**Kaynak metin:**
------------------------------------------------------------------------

Yapılan anketlerin sonuçları ve bağımsız
gözlemcilerin dile getirdikleri, AKP-MHP faşist kliğinin iktidar çoğunluğunu
kaybettiğini, R.T.Erdoğan’ında ilk turda Cumhurbaşkanı olacak düzeyde oy
olamayacağını göstermektedir. O nedenledir ki, R.T. Erdoğan ellerinde “B”, “C”
vb. planlarının olduğunu açıklamak zorunda kalmıştır. R.T. Erdoğan “B”, “C”
planlarını derken neyi kasettiği de bilinmektedir. Böyle bir açıklama yaparak
korku yaratmak ve gözdağı vermek isteyebilir. Fakat bilinen bir gerçeklik var.

------------------------------------------------------------------------

**Kayıtlı veriler:**
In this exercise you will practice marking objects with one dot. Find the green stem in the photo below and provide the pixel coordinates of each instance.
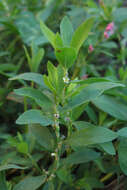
(34, 163)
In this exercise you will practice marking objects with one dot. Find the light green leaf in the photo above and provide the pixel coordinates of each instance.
(91, 135)
(30, 183)
(64, 175)
(66, 30)
(108, 147)
(81, 34)
(91, 80)
(89, 93)
(22, 147)
(40, 98)
(11, 166)
(122, 132)
(48, 33)
(29, 29)
(82, 156)
(35, 77)
(111, 106)
(43, 136)
(36, 60)
(33, 116)
(82, 125)
(3, 184)
(66, 56)
(122, 154)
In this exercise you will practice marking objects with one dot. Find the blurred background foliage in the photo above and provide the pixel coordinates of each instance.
(20, 34)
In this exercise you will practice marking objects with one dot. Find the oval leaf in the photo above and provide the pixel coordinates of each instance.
(91, 135)
(33, 117)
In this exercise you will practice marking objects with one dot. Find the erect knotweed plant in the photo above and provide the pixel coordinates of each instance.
(66, 139)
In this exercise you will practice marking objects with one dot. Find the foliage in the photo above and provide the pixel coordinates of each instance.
(63, 94)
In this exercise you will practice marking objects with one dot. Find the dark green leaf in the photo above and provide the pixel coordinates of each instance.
(122, 153)
(35, 77)
(66, 56)
(30, 183)
(82, 156)
(91, 135)
(111, 106)
(81, 34)
(66, 31)
(43, 136)
(33, 116)
(108, 147)
(40, 98)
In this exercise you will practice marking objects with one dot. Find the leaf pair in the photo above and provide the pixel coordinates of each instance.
(68, 44)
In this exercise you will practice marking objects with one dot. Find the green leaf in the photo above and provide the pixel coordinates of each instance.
(58, 41)
(54, 80)
(91, 80)
(82, 156)
(22, 147)
(108, 147)
(41, 99)
(30, 183)
(64, 175)
(36, 60)
(35, 77)
(91, 135)
(82, 125)
(48, 33)
(122, 154)
(3, 184)
(89, 93)
(43, 136)
(29, 28)
(89, 183)
(111, 106)
(11, 166)
(122, 132)
(66, 30)
(33, 116)
(81, 34)
(66, 56)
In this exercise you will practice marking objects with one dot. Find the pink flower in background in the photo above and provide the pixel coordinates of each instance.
(110, 27)
(90, 48)
(106, 35)
(109, 30)
(84, 77)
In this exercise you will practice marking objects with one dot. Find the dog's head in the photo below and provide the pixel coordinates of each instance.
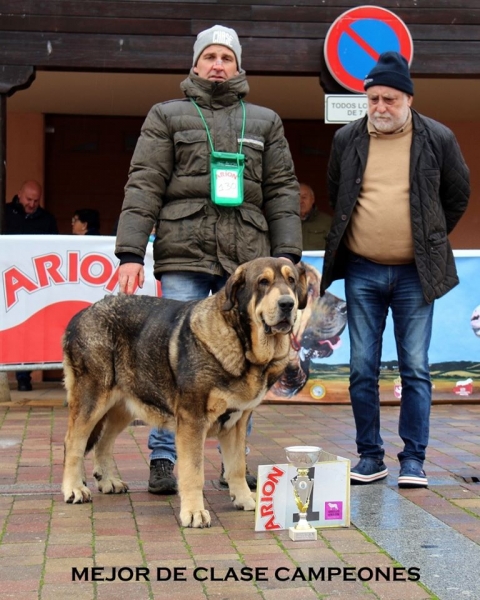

------------------------------------------------------------------------

**Görevler:**
(1) Kaynak metinde adı geçen bütün partileri ve kişileri sırala.
(2) Kaynak metni bittiği yerden alıp devam ettir.
Kayıtlar bu iş için gerekli değil.

**Görev sonuçları:**
(1) AKP, MHP, R.T. Erdoğan

(2)
O da, 7 Haziran seçimleri sonrasın da AKP-MHP faşist kliğinin, Türkiye’yi ve
Kürdistan’ı ne hale getirdiği gerçekliğidir. 24 Haziran seçimlerine
hazırlanırken, bu gerçeklikte hesaba katılmalıdır. O nedenledir ki; devrimci,
demokratik ve özgürlükçü güçlerin, AKP-MHP faşist kliğine karşı olanların
seçimlere katılma kararlılıklarını dile getirirken olduğu gibi, AKP-MHP faşist
kliğinin olası tüm yönelimleri karşısında da hazırlıklı olmaları gerekmektedir.
Bunların başında sandıklar
korunarak kaçırılmasına, herhangi bir seçim oyununun, hilenin yapılmasına,
oyların çalınmasına, değiştirilmesine, mükerrer oyların kullanılmasına vb.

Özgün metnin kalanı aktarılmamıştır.